Beginning at the line that contains "Where can you find the galvanized", transcribe the remaining lines of the listing exactly; include the final line and omit everything before.
## START Provided records
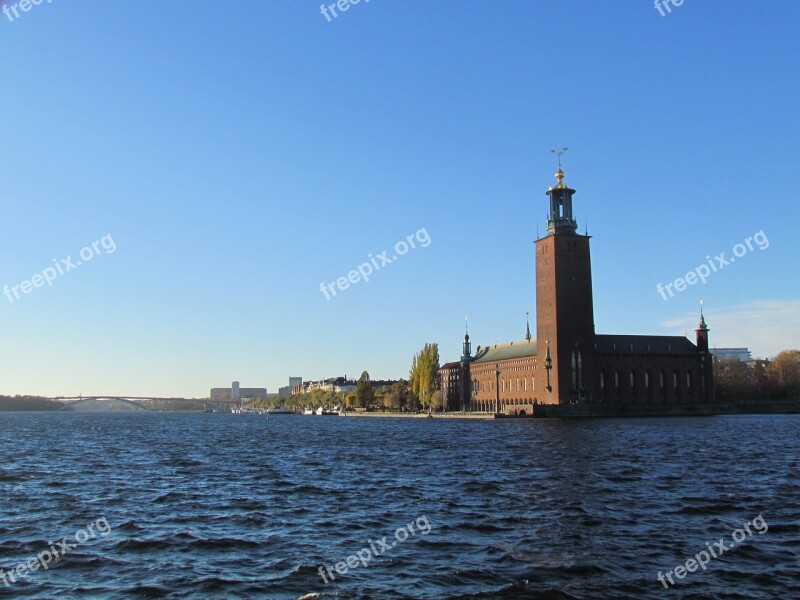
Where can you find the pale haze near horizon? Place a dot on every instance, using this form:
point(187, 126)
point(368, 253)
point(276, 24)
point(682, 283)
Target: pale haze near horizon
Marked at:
point(241, 158)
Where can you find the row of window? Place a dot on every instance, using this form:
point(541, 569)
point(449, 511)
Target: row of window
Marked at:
point(632, 379)
point(511, 385)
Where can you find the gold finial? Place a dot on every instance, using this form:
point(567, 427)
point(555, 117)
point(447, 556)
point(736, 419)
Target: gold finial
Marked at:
point(560, 173)
point(560, 178)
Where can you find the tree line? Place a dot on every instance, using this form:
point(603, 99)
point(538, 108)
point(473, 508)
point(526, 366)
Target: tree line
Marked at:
point(747, 381)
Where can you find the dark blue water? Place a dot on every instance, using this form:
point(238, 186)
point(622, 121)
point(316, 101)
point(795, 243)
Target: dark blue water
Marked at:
point(228, 506)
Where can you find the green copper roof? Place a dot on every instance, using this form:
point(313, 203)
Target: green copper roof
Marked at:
point(499, 352)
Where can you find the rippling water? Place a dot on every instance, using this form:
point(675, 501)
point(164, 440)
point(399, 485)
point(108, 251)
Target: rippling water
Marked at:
point(228, 506)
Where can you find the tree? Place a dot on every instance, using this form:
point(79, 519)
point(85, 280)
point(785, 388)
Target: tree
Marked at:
point(736, 381)
point(397, 398)
point(424, 375)
point(436, 400)
point(364, 393)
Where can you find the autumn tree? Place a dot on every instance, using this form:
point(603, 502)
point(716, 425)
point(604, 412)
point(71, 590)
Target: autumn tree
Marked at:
point(424, 374)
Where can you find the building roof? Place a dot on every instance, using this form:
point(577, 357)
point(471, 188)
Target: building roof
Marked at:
point(498, 352)
point(644, 344)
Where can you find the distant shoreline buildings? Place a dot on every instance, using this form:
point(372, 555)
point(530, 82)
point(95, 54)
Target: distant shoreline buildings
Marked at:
point(236, 393)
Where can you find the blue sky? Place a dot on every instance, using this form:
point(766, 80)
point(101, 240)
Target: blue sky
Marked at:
point(239, 154)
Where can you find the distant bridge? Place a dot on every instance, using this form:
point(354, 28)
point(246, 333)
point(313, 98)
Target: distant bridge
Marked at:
point(139, 402)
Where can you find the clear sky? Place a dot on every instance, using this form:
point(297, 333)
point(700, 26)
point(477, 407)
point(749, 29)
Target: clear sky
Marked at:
point(239, 154)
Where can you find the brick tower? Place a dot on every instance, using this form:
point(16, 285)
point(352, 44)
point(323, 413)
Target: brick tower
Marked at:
point(564, 310)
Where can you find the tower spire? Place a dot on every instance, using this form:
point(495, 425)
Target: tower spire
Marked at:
point(560, 219)
point(702, 332)
point(467, 346)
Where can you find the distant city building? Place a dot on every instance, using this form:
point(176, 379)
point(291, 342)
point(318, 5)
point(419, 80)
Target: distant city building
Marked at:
point(731, 353)
point(287, 390)
point(235, 393)
point(568, 368)
point(338, 384)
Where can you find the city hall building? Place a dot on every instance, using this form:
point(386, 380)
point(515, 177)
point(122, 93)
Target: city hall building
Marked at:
point(568, 368)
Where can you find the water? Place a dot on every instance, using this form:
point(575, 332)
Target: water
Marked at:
point(227, 506)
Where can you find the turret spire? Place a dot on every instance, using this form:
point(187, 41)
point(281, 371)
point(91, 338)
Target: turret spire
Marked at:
point(560, 219)
point(467, 346)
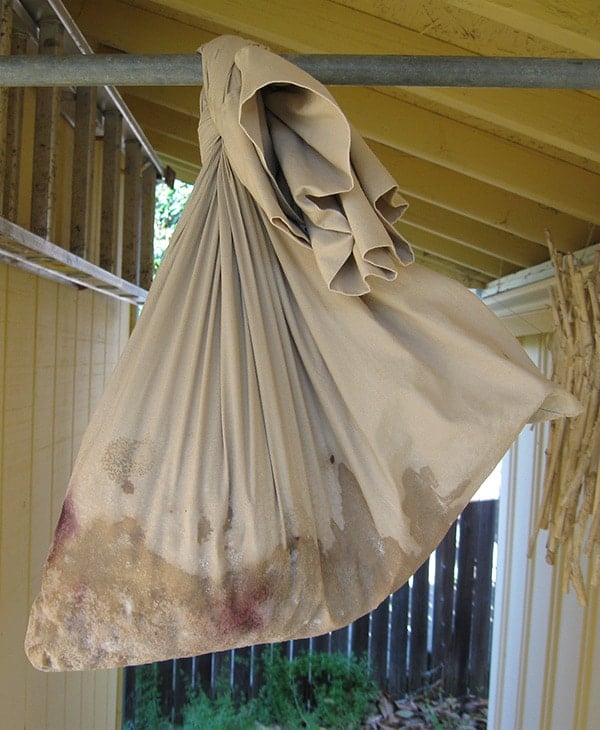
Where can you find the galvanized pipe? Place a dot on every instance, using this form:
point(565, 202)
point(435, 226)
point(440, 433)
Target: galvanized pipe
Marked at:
point(344, 70)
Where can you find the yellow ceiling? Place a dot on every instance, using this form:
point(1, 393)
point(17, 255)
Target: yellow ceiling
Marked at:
point(485, 171)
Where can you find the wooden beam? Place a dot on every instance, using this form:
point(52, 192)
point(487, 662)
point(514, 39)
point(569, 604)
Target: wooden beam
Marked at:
point(110, 238)
point(292, 25)
point(14, 135)
point(474, 234)
point(517, 220)
point(473, 152)
point(305, 27)
point(47, 109)
point(163, 119)
point(83, 169)
point(456, 253)
point(23, 249)
point(132, 211)
point(483, 202)
point(176, 148)
point(6, 21)
point(574, 25)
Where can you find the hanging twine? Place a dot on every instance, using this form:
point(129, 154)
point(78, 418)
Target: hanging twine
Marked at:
point(570, 509)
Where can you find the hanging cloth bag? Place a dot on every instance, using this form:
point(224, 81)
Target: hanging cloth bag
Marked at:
point(299, 414)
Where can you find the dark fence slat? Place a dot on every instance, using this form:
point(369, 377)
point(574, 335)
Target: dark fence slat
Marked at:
point(458, 680)
point(221, 670)
point(258, 657)
point(378, 642)
point(443, 601)
point(203, 669)
point(479, 659)
point(129, 699)
point(182, 682)
point(165, 686)
point(419, 609)
point(241, 673)
point(339, 641)
point(300, 646)
point(321, 643)
point(397, 676)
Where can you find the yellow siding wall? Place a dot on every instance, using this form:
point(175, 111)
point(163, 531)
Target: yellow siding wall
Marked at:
point(57, 347)
point(545, 672)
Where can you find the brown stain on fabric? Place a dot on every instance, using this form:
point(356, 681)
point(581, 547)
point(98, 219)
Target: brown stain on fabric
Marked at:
## END Provided records
• [Task output]
Where can you find the galvanized pipe? Place a dot on every instance, using this form:
point(565, 202)
point(435, 226)
point(440, 433)
Target: galvanized pipe
Marked at:
point(344, 70)
Where can you find the yellow ceiling? Place a dot on every instance, using this form:
point(1, 393)
point(17, 255)
Target: yellow ceiling
Marked at:
point(485, 171)
Where can you find the wooden beam? Place a dot on every instance, using this form:
point(52, 192)
point(487, 662)
point(514, 39)
point(569, 604)
Target: wooden beam
Marked at:
point(110, 238)
point(292, 25)
point(14, 135)
point(474, 234)
point(517, 220)
point(473, 152)
point(305, 27)
point(47, 109)
point(163, 119)
point(83, 169)
point(456, 253)
point(23, 249)
point(132, 211)
point(483, 202)
point(176, 148)
point(6, 21)
point(574, 25)
Where can you find the hanging twine? Place a dot on every instance, using this form:
point(129, 154)
point(78, 418)
Target: hanging twine
Marked at:
point(570, 509)
Where can you find the hanging cloth bag? Place a dot on every instance, using this form:
point(224, 81)
Target: hanging cloth bag
Marked at:
point(299, 414)
Where can you find the dark fence slat? Place a dot on every instance, using this form:
point(369, 377)
point(574, 335)
Target: dark fence slat
Marked at:
point(458, 680)
point(221, 670)
point(258, 657)
point(378, 642)
point(443, 601)
point(203, 669)
point(479, 659)
point(129, 699)
point(182, 682)
point(165, 686)
point(419, 609)
point(241, 673)
point(339, 641)
point(300, 646)
point(321, 643)
point(397, 676)
Where can you find the yellow siding wall? Place a dot on every instance, using this form:
point(175, 111)
point(163, 531)
Target: yellow siding wall
Marked at:
point(57, 347)
point(545, 672)
Where can you find the brown stain on fabric? Place a dot on every instance, using this form:
point(356, 681)
point(581, 547)
point(98, 219)
Target: brown stain on fabric
Marked at:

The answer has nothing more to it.